PAGE EXTRACT -
==============================

Steve Kinney

Lab: Build a Failure Dossier for Shelf

Short lab. Add the dossier infrastructure back into Shelf, understand why each piece is there, then break a test and watch the loop close.

Once the lab is wired up, Shelf writes artifacts under playwright-report/test-results/, the HTML report to playwright-report/html/, the JSON report to playwright-report/report.json, and the markdown summary to playwright-report/dossier.md. The simplest, most controlled way to force a failure against the current minimal suite is to change one assertion in tests/smoke.spec.ts, run npm run test, watch the smoke spec go red, run npm run dossier, read the generated markdown, then revert and rerun green.

In the current starter

The Shelf starter doesn’t include the dossier layer. This lab is where you add the Playwright artifact settings, the console-forwarding fixture wrapper, the dossier script, the npm run dossier command, and the matching CLAUDE.md note.

1. The config — playwright.config.ts

Open playwright.config.ts. Find the outputDir, use, and reporter keys. They look like this:

outputDir: 'playwright-report/test-results',
use: {
  trace: 'retain-on-failure',
  screenshot: 'only-on-failure',
  video: 'retain-on-failure',
},
reporter: [
  ['html', { open: 'never', outputFolder: 'playwright-report/html' }],
  ['json', { outputFile: 'playwright-report/report.json' }],
  ['list'],
],

The JSON reporter is the load-bearing one — the dossier script reads it. The HTML reporter is what humans look at. The list reporter is what streams to the terminal while the suite runs.

==============================

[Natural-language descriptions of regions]
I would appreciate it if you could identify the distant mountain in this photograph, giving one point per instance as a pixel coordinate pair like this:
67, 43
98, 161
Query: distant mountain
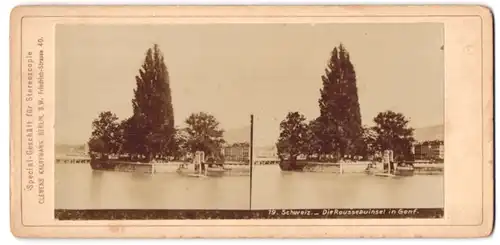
237, 135
67, 148
429, 133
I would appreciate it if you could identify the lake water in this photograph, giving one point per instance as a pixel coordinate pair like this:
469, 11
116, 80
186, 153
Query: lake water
79, 187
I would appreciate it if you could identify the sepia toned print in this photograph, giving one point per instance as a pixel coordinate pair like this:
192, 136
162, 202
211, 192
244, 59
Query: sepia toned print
154, 122
332, 116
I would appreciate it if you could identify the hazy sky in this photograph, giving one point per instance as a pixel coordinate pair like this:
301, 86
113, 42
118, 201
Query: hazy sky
233, 70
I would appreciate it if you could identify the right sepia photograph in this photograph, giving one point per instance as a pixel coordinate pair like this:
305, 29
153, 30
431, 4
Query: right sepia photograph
267, 117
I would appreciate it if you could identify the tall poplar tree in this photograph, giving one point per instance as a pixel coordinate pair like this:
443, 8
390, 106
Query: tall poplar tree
150, 131
340, 114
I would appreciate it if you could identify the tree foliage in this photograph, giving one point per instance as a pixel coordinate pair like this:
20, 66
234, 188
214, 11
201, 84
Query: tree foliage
204, 134
393, 132
294, 136
340, 114
106, 135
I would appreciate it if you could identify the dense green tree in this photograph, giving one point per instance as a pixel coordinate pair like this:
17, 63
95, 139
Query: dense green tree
204, 134
393, 133
314, 139
293, 138
106, 137
151, 128
340, 114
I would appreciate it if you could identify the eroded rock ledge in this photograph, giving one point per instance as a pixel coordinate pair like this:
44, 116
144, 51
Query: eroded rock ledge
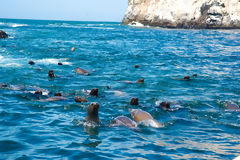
210, 14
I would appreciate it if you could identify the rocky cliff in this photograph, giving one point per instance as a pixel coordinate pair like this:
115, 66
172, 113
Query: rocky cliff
184, 13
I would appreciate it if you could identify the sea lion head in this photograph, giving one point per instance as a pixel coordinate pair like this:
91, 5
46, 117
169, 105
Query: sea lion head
80, 99
3, 85
94, 92
38, 92
140, 81
57, 94
31, 63
186, 78
51, 74
136, 66
165, 105
92, 114
134, 101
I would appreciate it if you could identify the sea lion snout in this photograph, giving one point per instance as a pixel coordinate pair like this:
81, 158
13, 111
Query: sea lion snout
134, 101
80, 99
92, 114
51, 74
31, 63
140, 81
94, 92
39, 92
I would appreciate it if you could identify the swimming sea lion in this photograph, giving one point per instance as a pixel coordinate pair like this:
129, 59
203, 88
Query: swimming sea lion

==============================

ASSIGNED TASK - Can you write the next part of the Shelf failure-dossier lab page, starting right after its final sentence? This material comes from a different source than the lab page.

THE ANSWER -
Question: why retain-on-failure instead of on? (Answer: on retains traces, screenshots, and videos for every test, pass or fail. On a 38-test suite that adds hundreds of megabytes of artifacts for runs that don’t need them. retain-on-failure keeps the loop cheap when it’s green and generous when it’s red.)

2. The console forwarders — tests/fixtures.ts

Create tests/fixtures.ts. The extended page fixture subscribes to page.on('console', ...) and page.on('requestfailed', ...) and forwards errors to the Node process’s stderr with a [browser error] or [network error] prefix.

Notice the filter for ERR_ABORTED. That code fires whenever Playwright navigates away from a page mid-request, which happens constantly in a test suite. Without the filter the console is unreadable.

Question: why forward to stderr instead of collecting into an array and dumping at the end? (Answer: streaming to stderr means the error lands in the Playwright report under the test it came from, and the list reporter picks it up in real time. An end-of-run dump loses the association between the error and the test that caused it.)

3. The dossier script — scripts/summarize-failure-dossier.ts

Create scripts/summarize-failure-dossier.ts. Roughly 200 lines in the completed version. Walk the six sections:

  • Lines 16–64: type declarations. PlaywrightReport → PlaywrightSuite → PlaywrightSpec → PlaywrightTest → PlaywrightResult → PlaywrightAttachment. These mirror the shape Playwright’s JSON reporter emits. They exist as explicit types instead of any so the suites → specs → tests → results walk stays honest when the report schema drifts.
  • Lines 66–76: collectSpecs and pickAttachment. Recursive flatten of the nested suite tree plus a generic attachment-picker. Both are small helpers the walk needs.
  • Lines 78–97: pickFailureScreenshot. This is the visual-regression-aware part. When a toHaveScreenshot assertion fails, Playwright retains three images: expected (the baseline), actual (the new render), and diff (the pixel difference). The shipped script prefers diff, then actual, then any image attachment. The lesson sketch in Failure Dossiers omits this — a reviewer always wants the diff, not the baseline, and shipping the simpler version would lead to a dossier that links to the wrong image on visual failures.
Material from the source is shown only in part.